_STATED EXERCISE_:
Please pull out the rows below, word for word, from the first line through the line containing "column 204, row 181", with both ends included.
-- BEGIN INFORMATION SHOWN --
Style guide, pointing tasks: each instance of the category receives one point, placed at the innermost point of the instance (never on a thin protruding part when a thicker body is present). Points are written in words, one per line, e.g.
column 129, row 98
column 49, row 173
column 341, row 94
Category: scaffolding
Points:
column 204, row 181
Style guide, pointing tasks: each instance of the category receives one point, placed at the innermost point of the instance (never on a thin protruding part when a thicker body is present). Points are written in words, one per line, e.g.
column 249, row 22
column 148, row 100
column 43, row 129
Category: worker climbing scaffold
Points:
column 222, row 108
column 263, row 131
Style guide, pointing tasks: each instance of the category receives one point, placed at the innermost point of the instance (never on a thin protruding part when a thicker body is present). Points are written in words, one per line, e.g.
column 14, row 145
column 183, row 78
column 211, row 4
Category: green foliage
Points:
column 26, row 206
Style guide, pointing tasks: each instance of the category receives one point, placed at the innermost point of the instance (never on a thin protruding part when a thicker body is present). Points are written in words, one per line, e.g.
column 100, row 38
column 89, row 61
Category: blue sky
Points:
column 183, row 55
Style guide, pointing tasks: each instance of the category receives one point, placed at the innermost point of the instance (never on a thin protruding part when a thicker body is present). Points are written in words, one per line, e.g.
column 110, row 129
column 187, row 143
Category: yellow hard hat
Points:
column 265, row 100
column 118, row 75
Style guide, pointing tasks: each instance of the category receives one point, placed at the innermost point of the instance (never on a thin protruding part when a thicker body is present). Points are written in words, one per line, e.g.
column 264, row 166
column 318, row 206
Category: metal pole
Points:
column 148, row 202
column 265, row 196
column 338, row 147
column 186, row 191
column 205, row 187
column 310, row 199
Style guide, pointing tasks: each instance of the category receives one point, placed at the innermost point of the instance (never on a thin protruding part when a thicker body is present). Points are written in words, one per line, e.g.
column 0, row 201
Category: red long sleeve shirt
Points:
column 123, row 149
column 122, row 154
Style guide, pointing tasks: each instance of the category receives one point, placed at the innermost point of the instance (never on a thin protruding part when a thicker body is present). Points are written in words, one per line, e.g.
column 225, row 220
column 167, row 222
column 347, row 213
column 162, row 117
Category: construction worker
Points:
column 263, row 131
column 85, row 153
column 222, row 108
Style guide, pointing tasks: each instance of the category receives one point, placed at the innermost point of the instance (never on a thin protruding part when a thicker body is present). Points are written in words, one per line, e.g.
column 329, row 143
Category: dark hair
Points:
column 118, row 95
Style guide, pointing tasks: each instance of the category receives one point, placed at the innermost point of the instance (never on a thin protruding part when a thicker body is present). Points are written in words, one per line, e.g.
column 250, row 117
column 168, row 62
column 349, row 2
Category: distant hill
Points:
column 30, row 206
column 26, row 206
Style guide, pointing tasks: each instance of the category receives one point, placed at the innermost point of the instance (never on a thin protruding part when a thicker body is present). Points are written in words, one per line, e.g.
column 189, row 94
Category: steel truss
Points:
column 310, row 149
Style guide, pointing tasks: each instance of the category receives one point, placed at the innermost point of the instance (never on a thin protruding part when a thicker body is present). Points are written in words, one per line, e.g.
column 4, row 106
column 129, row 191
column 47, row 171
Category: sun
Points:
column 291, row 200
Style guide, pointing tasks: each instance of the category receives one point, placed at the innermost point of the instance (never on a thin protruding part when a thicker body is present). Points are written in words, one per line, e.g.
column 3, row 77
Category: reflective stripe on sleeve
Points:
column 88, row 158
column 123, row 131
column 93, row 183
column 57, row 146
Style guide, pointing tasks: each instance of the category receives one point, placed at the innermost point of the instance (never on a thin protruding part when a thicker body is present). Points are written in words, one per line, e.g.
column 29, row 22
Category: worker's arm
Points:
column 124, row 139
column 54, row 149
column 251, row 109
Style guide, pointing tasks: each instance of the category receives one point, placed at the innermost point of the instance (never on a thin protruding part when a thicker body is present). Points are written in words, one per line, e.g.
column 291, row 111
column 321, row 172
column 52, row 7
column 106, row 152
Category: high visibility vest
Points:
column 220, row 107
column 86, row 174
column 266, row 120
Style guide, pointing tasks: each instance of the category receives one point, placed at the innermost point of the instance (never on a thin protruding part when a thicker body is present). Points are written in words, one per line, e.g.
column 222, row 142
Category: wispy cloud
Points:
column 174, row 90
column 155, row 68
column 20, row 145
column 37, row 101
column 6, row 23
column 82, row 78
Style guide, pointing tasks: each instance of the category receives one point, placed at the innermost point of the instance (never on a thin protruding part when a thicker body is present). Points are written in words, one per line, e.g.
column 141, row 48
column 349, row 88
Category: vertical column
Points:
-- END INFORMATION SHOWN --
_ANSWER TO THE TASK_:
Style guide, pointing tasks: each instance of the category receives one point, placed at the innermost point of the instance (never on a thin protruding part when a thicker body is present). Points are written in words, one per line, e.g.
column 129, row 98
column 49, row 173
column 341, row 94
Category: scaffolding
Points:
column 204, row 181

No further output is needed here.